# [Excerpted passage]
Pass through the intricate black iron gates of Greenwich’s World Heritage Site, located at the base of Greenwich Park by the river, and make your first stop the Painted Hall of the Old Royal Naval College (entry is free). These days, the college is the site of Trinity Laban Conservatoire of Music and Dance, and it can also be hired for events (visit oldroyalnavalcollege.org). It was originally built by Christopher Wren in 1712 as a hospital and home for injured seamen and their families. The magnificent Painted Hall was intended to be a dining room for the invalids; however, after James Thornhill had spent 19 years painting it, it was deemed too fine for them to use, and became a tourist attraction instead. Ask a guide to point out the symbolism of different parts of the elaborate ceiling.

Across from the hall is the college chapel, which is also free to enter. As you go in, you will be greeted by another spectacular roof. Take some time to admire the neoclassical décor with both Grecian and naval-themed motifs – the elegant blue and white patterns suggest a cirrus sky. In the entrance to the chapel, the poignant Franklin monument commemorates the loss of the crews on board HMS Erebus and Terror as they searched for the Northwest Passage in Canada in 1845. The chapel is now frequently used for musical performances from Trinity Laban Conservatoire that are open to the public, and it continues to host a Sunday church service every week. Both the Painted Hall and Chapel of St Peter and Paul are open daily from 10am to 5pm.

# [Given data]
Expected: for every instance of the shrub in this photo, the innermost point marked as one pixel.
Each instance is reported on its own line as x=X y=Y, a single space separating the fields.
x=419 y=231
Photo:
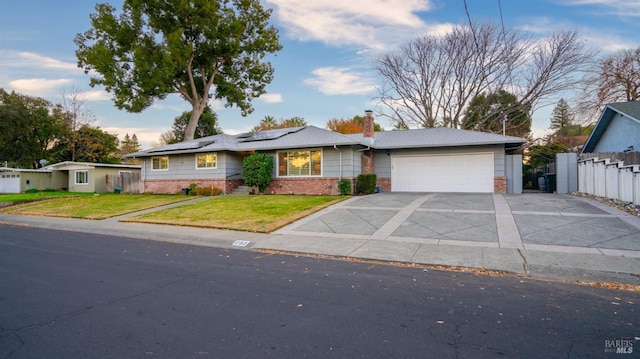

# [Exercise]
Can you quote the Greenwich passage word for word, between "Pass through the" and "the elaborate ceiling.", inclusive?

# [Solution to this problem]
Pass through the intricate black iron gates of Greenwich’s World Heritage Site, located at the base of Greenwich Park by the river, and make your first stop the Painted Hall of the Old Royal Naval College (entry is free). These days, the college is the site of Trinity Laban Conservatoire of Music and Dance, and it can also be hired for events (visit oldroyalnavalcollege.org). It was originally built by Christopher Wren in 1712 as a hospital and home for injured seamen and their families. The magnificent Painted Hall was intended to be a dining room for the invalids; however, after James Thornhill had spent 19 years painting it, it was deemed too fine for them to use, and became a tourist attraction instead. Ask a guide to point out the symbolism of different parts of the elaborate ceiling.